▶ [Collected data]
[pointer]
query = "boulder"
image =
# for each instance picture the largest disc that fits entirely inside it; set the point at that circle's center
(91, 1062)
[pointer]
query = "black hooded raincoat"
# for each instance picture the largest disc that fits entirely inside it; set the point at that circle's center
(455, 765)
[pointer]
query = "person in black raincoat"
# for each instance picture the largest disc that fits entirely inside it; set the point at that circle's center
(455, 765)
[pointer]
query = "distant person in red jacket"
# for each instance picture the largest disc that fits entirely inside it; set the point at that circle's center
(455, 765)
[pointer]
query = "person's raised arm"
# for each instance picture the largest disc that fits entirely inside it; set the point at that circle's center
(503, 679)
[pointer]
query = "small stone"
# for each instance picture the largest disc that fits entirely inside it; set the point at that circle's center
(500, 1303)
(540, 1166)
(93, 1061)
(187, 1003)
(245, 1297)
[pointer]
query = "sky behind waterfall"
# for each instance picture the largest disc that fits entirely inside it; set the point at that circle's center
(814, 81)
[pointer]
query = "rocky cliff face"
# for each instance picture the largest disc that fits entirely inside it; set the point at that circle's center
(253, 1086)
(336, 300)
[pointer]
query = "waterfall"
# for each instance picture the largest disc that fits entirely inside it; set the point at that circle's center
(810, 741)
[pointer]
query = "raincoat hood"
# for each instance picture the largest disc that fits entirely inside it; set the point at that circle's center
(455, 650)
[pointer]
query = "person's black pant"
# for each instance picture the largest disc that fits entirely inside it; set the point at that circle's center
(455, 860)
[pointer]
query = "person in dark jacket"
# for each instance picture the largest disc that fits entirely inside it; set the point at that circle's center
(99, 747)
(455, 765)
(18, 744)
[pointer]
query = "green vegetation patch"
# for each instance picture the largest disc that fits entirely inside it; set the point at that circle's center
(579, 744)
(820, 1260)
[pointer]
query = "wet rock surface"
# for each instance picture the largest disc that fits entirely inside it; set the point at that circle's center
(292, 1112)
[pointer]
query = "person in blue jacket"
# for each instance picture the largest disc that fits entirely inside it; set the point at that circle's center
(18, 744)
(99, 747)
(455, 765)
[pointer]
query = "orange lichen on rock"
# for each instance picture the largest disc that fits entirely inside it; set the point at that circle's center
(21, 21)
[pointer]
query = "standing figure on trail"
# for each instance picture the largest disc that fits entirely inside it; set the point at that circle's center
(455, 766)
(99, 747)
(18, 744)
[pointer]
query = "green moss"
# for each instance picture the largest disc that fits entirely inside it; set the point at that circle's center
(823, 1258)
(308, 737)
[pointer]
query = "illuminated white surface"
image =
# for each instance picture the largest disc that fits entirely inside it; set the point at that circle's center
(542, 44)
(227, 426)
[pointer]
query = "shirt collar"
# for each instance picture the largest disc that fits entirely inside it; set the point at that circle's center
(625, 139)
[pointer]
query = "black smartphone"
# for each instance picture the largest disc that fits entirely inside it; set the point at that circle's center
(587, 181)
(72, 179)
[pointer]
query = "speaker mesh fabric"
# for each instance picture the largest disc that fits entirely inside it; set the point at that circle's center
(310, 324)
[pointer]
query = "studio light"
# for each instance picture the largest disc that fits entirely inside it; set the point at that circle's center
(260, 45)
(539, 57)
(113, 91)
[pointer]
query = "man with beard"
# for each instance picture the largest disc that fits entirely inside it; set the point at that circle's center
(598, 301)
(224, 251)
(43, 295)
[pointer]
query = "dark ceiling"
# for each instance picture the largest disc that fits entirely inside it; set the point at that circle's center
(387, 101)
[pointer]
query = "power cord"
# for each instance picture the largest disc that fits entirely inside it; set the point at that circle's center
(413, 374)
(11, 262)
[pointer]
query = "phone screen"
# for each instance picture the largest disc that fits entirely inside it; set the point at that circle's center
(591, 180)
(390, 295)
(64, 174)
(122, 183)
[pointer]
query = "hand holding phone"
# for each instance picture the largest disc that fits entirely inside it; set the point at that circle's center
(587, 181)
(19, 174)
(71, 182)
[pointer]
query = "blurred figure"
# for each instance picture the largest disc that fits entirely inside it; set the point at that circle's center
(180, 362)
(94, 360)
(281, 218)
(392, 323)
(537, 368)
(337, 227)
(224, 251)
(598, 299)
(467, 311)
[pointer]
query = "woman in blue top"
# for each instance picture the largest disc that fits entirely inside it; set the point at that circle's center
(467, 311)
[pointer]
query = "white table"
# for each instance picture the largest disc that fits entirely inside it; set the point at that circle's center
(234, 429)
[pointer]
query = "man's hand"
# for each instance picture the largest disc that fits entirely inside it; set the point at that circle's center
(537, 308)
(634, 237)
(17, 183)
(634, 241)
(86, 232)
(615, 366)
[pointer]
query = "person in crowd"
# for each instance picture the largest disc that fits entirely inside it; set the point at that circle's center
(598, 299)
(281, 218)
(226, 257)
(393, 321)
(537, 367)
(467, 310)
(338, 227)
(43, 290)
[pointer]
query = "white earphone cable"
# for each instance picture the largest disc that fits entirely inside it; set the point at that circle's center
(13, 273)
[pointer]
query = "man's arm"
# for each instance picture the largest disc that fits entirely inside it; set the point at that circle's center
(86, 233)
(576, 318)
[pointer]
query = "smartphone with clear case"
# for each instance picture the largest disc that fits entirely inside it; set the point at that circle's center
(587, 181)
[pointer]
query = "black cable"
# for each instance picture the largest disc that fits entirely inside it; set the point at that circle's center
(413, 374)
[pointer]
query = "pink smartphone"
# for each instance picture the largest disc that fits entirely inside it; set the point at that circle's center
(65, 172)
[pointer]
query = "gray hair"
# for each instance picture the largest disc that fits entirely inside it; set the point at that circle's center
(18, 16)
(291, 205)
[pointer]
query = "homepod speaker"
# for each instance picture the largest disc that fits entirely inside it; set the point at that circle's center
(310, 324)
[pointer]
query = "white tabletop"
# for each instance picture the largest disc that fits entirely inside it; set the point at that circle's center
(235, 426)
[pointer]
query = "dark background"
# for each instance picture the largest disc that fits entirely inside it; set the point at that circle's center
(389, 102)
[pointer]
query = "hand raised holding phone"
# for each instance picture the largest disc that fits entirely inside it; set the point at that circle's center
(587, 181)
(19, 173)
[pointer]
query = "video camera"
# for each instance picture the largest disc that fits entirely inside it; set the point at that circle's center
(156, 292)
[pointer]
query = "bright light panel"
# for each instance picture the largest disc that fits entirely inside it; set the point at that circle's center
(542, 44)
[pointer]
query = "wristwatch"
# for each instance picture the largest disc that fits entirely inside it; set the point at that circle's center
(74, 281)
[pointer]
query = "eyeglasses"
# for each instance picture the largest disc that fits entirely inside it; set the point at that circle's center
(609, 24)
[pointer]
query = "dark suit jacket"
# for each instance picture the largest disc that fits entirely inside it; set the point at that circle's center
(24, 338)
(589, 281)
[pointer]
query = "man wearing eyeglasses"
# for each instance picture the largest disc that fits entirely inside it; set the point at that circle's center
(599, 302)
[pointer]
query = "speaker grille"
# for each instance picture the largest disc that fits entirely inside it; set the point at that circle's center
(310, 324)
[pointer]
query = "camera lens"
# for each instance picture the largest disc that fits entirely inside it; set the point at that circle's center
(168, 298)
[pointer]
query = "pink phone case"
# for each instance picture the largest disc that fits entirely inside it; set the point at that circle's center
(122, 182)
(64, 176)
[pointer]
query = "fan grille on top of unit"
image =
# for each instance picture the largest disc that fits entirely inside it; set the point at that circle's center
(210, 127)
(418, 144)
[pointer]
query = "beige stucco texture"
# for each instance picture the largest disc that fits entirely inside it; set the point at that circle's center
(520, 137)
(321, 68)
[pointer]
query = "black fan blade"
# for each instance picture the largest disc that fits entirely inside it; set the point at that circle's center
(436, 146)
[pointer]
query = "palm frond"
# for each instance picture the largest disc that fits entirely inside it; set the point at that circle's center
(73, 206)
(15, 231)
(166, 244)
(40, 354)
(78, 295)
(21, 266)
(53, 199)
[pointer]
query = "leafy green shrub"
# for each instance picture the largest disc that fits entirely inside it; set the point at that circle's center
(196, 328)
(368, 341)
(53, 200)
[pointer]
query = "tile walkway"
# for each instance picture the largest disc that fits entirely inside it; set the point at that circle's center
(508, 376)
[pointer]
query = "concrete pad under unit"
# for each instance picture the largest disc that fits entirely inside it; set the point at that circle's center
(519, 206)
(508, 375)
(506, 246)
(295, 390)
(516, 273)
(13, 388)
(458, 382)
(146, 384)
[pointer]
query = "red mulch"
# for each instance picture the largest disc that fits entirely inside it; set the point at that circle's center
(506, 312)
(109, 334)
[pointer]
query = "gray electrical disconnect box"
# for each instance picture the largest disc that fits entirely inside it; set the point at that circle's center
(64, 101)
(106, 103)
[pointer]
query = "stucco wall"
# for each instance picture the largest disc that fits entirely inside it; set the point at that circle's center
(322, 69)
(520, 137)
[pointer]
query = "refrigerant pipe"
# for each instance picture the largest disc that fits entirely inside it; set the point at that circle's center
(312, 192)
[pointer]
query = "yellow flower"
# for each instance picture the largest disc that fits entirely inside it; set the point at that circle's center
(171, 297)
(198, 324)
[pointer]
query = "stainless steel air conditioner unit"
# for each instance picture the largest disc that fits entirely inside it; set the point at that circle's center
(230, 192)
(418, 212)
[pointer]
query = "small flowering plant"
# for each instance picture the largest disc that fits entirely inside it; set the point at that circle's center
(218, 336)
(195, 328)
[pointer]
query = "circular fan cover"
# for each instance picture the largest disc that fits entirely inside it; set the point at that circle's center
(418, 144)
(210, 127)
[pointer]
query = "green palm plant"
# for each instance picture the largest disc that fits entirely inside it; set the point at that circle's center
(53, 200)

▶ [Task]
Find every line in the collected data that contains the string "hand", matching case exactly, and copy each of those lines.

▶ [Solution to this problem]
query = "hand holding phone"
query = "man's hand"
query = "hand raised holding phone"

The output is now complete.